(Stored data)
##############################

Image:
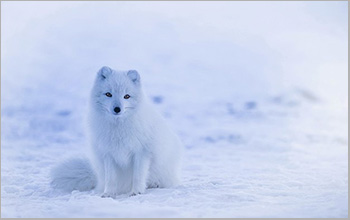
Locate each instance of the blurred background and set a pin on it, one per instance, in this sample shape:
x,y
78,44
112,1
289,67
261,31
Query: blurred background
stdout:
x,y
264,82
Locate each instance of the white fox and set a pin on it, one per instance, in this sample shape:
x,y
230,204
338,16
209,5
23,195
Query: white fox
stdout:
x,y
132,147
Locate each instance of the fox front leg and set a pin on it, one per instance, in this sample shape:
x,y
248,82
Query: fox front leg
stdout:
x,y
110,171
141,163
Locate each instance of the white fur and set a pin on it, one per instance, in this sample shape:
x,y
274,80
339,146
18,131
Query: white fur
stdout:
x,y
133,149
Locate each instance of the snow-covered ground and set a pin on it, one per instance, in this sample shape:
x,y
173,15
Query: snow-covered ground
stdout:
x,y
257,91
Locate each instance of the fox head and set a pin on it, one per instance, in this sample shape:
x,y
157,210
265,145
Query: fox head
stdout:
x,y
116,93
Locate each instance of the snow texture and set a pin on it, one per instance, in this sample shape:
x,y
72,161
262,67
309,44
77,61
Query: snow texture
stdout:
x,y
257,92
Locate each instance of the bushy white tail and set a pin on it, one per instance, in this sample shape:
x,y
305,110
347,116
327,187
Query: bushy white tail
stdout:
x,y
73,174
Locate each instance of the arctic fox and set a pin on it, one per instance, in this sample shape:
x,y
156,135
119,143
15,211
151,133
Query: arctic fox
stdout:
x,y
132,147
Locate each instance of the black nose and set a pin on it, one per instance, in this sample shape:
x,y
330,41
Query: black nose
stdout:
x,y
117,109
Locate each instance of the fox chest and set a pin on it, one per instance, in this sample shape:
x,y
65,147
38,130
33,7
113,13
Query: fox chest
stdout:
x,y
122,144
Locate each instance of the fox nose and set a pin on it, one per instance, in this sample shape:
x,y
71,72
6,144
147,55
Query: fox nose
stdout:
x,y
117,110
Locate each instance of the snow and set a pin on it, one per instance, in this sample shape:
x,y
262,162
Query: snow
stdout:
x,y
257,92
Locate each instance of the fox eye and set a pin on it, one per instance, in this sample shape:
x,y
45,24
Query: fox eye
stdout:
x,y
126,96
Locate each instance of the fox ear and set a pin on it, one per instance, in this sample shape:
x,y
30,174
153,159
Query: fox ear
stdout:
x,y
134,76
104,72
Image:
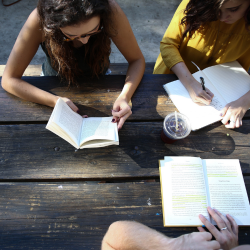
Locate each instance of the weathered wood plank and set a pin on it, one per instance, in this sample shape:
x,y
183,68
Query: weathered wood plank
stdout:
x,y
28,152
66,216
116,68
94,98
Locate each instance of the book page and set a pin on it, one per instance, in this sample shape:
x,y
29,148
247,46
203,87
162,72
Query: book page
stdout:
x,y
199,115
68,121
183,191
100,128
227,189
230,80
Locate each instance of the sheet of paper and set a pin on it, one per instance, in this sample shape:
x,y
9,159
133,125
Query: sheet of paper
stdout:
x,y
199,115
230,79
68,120
98,128
183,191
227,189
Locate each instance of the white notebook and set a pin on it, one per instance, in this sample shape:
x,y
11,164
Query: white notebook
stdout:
x,y
228,82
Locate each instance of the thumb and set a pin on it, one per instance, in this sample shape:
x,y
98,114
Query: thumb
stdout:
x,y
224,110
201,229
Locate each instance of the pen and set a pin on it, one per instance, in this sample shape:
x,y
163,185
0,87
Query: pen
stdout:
x,y
203,83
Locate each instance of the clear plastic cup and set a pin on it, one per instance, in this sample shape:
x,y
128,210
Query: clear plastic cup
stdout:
x,y
170,132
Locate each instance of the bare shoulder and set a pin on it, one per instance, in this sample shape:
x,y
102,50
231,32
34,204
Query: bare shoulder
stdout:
x,y
117,11
33,27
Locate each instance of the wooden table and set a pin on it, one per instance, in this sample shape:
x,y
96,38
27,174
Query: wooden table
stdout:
x,y
51,196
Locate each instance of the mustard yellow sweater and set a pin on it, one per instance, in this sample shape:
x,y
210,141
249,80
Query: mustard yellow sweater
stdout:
x,y
205,47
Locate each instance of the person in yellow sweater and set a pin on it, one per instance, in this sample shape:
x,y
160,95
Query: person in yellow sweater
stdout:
x,y
207,33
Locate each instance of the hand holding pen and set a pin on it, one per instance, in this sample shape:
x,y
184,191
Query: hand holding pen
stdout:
x,y
203,83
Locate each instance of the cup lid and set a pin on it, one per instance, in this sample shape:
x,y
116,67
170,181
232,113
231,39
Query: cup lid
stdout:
x,y
179,131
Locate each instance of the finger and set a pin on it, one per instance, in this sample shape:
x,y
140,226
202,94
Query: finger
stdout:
x,y
122,112
231,124
235,227
202,100
115,119
206,96
209,93
214,244
72,106
227,117
227,222
219,221
224,111
212,229
123,119
237,123
201,229
206,235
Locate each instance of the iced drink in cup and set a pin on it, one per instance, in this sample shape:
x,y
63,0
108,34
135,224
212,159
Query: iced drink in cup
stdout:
x,y
173,131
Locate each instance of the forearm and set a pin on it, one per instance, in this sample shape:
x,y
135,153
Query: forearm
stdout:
x,y
133,77
128,235
28,92
245,100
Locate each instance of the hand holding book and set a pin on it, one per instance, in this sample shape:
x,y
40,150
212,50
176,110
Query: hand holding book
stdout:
x,y
228,234
234,111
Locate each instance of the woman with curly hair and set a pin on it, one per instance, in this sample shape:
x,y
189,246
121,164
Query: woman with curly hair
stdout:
x,y
76,37
207,32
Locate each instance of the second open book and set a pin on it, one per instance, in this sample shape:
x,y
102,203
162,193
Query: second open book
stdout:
x,y
228,82
92,132
189,185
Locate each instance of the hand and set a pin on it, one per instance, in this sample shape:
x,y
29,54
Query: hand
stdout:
x,y
121,111
199,95
227,238
233,112
194,241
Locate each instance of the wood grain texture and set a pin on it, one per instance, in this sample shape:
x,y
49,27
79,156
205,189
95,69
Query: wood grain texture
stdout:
x,y
76,216
32,152
94,97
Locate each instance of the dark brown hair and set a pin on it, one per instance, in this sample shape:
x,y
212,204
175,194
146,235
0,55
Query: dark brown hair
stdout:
x,y
56,14
200,12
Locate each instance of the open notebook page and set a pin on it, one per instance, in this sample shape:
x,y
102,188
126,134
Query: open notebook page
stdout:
x,y
230,80
227,191
183,191
199,115
100,128
69,122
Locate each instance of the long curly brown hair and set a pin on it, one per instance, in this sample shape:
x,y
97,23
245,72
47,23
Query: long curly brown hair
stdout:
x,y
198,13
56,14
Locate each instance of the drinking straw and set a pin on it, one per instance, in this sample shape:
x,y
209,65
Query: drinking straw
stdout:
x,y
176,121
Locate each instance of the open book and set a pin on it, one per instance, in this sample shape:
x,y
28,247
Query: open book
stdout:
x,y
189,185
91,132
228,82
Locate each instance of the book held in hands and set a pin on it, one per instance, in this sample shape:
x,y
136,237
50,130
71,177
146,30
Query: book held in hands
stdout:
x,y
228,82
91,132
189,185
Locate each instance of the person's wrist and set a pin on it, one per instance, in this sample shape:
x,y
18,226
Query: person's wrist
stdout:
x,y
123,97
175,243
55,98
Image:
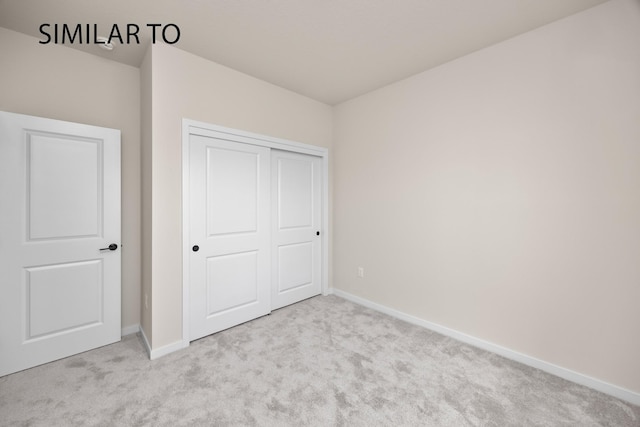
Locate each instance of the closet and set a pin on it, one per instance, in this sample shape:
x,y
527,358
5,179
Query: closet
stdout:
x,y
254,225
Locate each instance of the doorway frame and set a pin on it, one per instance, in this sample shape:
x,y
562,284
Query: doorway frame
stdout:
x,y
193,127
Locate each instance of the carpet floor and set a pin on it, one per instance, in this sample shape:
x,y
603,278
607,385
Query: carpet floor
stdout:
x,y
322,362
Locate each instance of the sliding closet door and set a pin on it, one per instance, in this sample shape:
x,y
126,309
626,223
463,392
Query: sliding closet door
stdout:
x,y
230,227
296,246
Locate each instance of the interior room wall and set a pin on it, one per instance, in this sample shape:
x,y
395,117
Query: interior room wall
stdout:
x,y
60,83
187,86
499,194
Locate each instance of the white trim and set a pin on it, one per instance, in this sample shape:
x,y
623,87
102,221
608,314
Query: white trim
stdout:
x,y
146,342
193,127
162,351
129,330
576,377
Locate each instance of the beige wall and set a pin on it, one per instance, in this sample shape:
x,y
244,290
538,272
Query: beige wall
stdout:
x,y
187,86
61,83
499,194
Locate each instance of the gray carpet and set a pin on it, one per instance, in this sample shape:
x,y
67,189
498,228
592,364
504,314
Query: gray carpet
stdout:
x,y
321,362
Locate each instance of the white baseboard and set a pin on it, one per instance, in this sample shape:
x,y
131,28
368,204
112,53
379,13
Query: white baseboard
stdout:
x,y
164,350
147,346
576,377
131,329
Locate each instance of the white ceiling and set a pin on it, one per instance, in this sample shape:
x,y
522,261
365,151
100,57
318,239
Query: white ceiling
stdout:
x,y
329,50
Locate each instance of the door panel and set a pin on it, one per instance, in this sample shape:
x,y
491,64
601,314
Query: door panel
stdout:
x,y
229,204
60,204
63,197
296,189
63,297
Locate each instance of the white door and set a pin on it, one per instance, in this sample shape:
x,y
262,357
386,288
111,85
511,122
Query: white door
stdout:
x,y
59,206
296,242
230,226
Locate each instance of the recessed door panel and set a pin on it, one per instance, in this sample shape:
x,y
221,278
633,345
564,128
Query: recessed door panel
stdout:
x,y
60,204
63,297
232,281
64,189
232,191
295,266
296,241
295,193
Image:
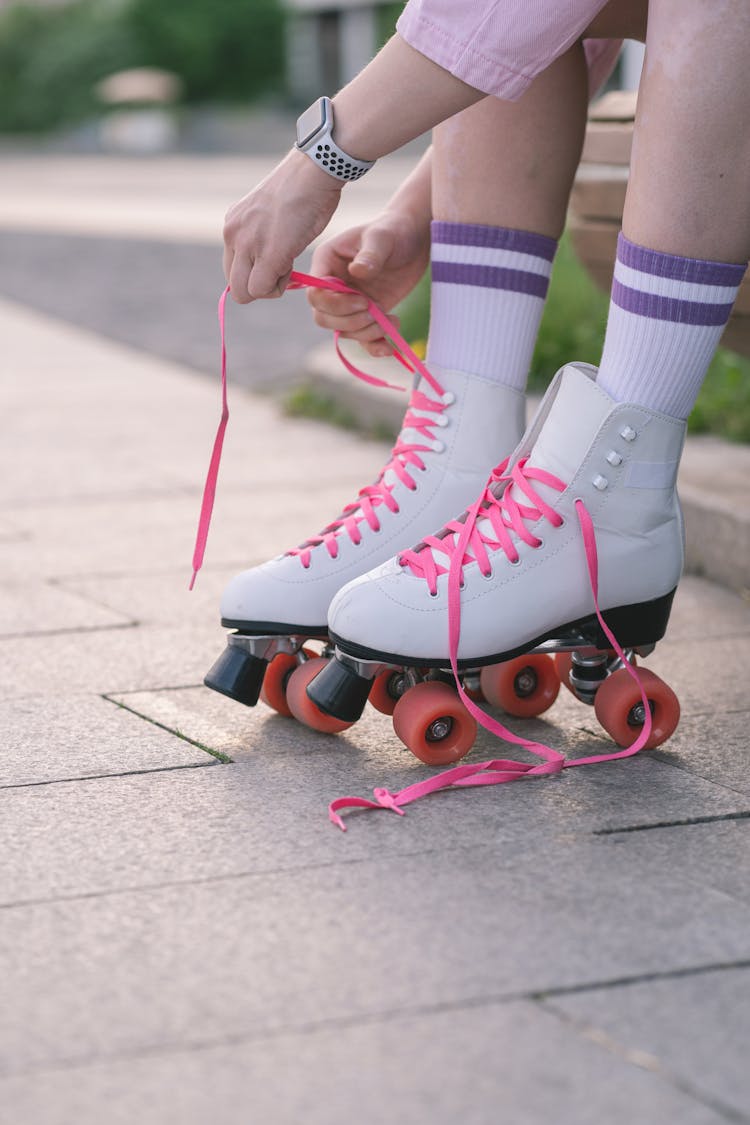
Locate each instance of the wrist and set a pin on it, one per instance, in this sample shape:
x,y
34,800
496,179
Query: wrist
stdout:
x,y
314,178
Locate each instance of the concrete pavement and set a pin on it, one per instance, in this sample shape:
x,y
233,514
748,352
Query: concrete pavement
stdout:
x,y
184,937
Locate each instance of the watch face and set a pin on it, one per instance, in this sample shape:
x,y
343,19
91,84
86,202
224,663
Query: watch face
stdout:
x,y
310,123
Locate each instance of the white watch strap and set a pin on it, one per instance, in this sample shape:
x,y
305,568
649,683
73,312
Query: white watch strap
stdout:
x,y
333,160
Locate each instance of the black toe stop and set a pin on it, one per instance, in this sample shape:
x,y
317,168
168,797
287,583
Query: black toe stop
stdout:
x,y
238,675
340,691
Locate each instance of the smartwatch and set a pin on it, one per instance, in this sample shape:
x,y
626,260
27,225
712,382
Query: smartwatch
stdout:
x,y
314,137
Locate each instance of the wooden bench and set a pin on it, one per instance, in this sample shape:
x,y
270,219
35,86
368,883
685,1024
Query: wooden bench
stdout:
x,y
598,196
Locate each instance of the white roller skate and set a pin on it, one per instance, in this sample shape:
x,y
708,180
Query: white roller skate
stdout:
x,y
590,485
454,425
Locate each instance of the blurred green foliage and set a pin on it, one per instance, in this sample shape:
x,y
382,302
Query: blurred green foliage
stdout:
x,y
572,327
51,57
223,50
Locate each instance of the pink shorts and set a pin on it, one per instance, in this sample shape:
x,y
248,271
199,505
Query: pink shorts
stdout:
x,y
499,46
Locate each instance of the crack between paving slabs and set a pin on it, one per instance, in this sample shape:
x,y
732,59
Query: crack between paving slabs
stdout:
x,y
644,1061
684,822
370,1018
171,730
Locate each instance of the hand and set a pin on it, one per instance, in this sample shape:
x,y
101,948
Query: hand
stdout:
x,y
385,259
268,228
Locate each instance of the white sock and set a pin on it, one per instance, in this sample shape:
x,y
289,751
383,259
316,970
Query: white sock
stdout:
x,y
488,289
666,318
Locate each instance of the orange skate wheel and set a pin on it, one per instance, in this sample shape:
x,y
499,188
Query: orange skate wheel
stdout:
x,y
387,689
524,686
619,708
273,692
303,708
432,721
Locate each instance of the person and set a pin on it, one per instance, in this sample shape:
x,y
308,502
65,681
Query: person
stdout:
x,y
599,461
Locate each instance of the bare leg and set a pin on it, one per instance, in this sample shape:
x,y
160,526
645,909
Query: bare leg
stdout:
x,y
690,165
512,164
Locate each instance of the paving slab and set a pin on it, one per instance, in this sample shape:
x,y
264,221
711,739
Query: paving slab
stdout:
x,y
690,667
57,739
692,1025
269,813
712,746
37,609
496,1062
180,965
110,660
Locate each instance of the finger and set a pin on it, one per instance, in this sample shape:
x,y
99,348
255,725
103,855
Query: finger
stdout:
x,y
351,324
238,275
367,334
332,257
226,261
267,281
336,304
376,248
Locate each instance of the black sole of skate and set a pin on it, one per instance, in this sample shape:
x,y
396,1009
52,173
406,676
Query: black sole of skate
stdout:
x,y
240,669
341,690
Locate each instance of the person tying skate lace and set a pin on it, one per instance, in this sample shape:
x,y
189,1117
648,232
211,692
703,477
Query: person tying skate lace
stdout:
x,y
583,524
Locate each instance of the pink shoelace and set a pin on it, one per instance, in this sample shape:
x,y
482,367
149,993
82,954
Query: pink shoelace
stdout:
x,y
403,455
463,542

##############################

**Problem to solve**
How many lines in the data above contain the string "held"? Reply with only the number.

**Worked solution**
2